- Exercise description
Only the lines from the one containing "Could you mark the snake in" through the end of the data below should be copied, each exactly as written and with both ends kept.

- Data provided
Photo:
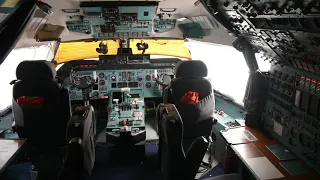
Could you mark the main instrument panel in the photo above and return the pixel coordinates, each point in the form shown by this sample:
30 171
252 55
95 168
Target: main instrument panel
119 19
115 80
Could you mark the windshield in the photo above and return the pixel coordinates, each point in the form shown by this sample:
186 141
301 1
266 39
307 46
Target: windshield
69 51
14 16
227 68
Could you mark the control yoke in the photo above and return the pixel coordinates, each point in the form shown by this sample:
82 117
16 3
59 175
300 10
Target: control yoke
165 79
84 83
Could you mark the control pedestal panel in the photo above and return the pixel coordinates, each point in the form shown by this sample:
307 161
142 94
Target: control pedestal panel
126 116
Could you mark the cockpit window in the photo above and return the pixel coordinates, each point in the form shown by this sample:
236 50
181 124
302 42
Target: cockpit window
227 67
8 68
69 51
263 63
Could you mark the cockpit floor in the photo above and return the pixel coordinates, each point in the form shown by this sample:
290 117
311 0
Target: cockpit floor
147 170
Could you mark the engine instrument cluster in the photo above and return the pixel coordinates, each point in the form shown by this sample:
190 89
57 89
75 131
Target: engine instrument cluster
114 80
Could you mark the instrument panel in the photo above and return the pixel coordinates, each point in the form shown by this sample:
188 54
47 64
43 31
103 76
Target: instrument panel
115 80
292 112
286 34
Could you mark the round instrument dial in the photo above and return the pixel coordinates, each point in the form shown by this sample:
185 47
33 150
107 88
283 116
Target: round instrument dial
312 146
293 142
304 140
148 85
154 77
89 79
295 132
76 81
102 82
113 78
148 77
101 75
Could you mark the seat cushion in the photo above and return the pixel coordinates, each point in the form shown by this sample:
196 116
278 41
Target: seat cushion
226 177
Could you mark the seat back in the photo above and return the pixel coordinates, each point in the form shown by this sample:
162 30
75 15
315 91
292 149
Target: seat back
197 117
80 157
171 154
41 107
174 162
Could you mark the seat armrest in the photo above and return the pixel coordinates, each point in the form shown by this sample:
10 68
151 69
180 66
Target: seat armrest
194 157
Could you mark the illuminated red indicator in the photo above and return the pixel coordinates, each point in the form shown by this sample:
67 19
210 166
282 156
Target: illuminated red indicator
31 100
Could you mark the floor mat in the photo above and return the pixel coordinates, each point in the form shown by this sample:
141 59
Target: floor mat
143 171
217 171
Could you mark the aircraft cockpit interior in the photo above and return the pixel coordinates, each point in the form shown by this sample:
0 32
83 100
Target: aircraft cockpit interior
159 89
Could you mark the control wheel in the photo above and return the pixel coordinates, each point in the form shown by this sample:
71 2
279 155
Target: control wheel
148 85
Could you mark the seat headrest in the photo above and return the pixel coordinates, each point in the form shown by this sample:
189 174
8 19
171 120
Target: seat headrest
36 70
194 68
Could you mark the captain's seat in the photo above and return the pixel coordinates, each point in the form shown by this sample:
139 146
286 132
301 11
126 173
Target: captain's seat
197 117
41 108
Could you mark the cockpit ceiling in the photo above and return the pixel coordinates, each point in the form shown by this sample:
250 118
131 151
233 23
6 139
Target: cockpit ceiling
76 20
69 51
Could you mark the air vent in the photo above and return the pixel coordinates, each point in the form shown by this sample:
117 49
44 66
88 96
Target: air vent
204 22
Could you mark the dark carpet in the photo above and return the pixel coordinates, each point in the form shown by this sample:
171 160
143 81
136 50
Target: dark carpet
105 169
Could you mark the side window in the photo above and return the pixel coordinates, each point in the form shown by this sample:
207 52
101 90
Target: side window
227 67
264 65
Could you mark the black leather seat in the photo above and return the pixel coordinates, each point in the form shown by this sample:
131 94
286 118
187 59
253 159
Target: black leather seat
174 161
80 157
42 110
197 118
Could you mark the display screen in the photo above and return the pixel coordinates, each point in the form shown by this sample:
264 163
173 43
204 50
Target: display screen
117 95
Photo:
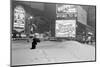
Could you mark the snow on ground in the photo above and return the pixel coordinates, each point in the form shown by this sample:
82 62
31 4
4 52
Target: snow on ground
51 52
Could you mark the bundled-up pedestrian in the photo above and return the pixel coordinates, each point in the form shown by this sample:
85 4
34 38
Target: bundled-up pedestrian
34 42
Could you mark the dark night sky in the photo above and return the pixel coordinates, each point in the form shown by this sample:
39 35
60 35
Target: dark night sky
91 15
91 11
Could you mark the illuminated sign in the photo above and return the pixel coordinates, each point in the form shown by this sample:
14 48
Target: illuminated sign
66 11
19 18
65 28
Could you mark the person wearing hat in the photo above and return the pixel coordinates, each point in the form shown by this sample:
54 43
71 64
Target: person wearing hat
34 42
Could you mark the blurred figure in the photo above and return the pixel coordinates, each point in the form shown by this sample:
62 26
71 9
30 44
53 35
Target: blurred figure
34 42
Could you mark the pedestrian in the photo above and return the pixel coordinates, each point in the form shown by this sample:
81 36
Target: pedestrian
34 42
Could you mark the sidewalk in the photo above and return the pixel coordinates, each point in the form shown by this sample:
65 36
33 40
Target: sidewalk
52 52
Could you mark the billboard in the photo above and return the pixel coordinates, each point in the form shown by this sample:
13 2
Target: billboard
19 18
65 28
66 11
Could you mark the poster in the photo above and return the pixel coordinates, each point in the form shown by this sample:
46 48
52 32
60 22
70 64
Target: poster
19 18
66 11
65 28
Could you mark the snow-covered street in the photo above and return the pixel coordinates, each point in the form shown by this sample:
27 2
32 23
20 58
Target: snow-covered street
51 52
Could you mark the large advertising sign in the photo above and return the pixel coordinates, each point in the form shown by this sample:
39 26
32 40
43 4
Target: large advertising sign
66 11
19 19
65 28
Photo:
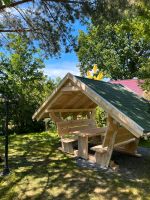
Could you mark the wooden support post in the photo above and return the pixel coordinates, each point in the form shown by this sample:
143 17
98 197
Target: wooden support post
103 157
67 147
83 147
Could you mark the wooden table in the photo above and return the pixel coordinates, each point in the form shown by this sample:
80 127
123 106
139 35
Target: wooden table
83 139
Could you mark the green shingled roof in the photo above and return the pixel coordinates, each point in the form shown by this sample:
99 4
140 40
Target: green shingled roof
127 102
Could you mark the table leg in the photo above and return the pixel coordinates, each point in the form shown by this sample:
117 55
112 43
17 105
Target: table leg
83 147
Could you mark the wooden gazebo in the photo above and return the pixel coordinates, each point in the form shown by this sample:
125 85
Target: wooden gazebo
72 107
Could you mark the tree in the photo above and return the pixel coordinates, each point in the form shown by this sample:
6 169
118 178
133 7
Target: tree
120 50
49 23
26 84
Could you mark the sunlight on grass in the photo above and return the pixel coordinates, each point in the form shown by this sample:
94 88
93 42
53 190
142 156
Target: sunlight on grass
40 171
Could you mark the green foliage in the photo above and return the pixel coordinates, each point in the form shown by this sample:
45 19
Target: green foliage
23 83
121 49
100 117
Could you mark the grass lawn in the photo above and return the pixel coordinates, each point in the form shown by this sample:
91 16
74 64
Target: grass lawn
40 171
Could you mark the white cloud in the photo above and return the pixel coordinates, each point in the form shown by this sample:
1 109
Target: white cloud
61 69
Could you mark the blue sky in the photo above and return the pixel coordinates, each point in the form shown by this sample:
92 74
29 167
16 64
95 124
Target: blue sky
67 63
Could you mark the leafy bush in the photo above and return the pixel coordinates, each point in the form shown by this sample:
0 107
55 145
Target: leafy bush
100 117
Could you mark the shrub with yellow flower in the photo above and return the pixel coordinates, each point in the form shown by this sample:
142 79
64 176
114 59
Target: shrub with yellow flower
93 74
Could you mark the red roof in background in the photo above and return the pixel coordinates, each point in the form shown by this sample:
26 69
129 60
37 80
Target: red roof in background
131 84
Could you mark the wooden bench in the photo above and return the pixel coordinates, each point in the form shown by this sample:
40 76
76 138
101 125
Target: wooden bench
116 138
77 128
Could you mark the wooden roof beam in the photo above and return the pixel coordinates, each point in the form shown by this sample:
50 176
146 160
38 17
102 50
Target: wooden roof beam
70 89
71 110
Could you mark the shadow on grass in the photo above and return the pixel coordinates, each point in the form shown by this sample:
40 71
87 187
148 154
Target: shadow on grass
41 171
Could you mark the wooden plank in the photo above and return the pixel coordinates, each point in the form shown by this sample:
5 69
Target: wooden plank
72 123
71 110
91 132
125 142
67 147
99 148
70 89
83 147
54 117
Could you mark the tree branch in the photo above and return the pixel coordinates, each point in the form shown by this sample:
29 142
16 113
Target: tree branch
26 1
17 30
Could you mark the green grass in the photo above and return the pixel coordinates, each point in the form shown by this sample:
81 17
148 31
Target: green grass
40 171
145 143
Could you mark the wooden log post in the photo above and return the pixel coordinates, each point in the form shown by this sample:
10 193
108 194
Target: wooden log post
103 157
83 147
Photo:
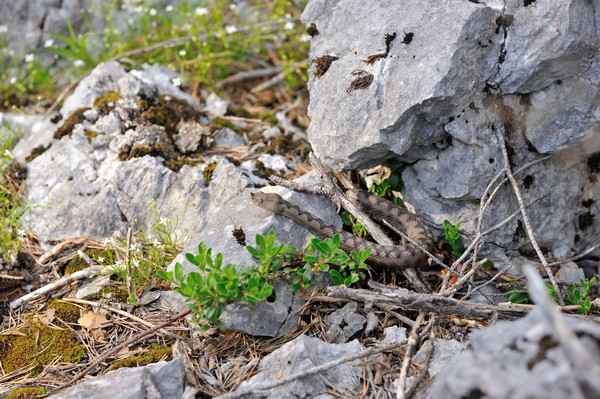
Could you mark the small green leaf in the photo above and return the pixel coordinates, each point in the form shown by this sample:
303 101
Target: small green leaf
517 297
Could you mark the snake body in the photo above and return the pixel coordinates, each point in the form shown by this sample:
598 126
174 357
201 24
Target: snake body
399 256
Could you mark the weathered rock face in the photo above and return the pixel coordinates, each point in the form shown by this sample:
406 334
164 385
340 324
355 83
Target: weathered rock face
437 95
520 359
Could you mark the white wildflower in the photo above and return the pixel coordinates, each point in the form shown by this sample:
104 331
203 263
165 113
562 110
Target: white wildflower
201 11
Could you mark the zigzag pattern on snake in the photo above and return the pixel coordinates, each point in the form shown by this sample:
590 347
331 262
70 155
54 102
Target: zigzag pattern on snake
399 256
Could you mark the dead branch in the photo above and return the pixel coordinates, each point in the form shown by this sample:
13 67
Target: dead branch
412 342
405 299
82 274
125 344
525 217
311 371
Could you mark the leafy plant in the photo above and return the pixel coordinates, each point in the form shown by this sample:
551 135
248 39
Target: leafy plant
270 255
358 228
516 296
217 284
12 207
326 256
580 295
452 238
149 254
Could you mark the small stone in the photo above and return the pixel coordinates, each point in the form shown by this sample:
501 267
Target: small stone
216 105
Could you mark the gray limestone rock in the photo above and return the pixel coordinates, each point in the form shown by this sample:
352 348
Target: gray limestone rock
440 97
344 323
303 353
518 360
162 380
231 207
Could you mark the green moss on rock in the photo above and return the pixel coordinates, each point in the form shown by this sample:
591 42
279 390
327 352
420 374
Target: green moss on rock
152 354
106 102
27 393
65 311
39 345
67 127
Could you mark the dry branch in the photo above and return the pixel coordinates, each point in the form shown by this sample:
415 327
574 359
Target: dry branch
403 298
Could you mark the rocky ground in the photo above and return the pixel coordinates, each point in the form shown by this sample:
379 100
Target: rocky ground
133 172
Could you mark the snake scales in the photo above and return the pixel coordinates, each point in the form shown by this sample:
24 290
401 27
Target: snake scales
399 256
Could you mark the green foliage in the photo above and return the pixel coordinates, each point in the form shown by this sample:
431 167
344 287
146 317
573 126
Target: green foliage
580 295
269 254
326 256
452 239
577 295
217 284
77 48
357 227
516 296
12 207
149 254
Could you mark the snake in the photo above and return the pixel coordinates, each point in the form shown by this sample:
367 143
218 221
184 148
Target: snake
394 257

- Task answer
Could you mark the snake in the photo above and return the pixel coordinates, each point in the form shown by this sample:
367 143
218 221
184 148
Target: snake
394 257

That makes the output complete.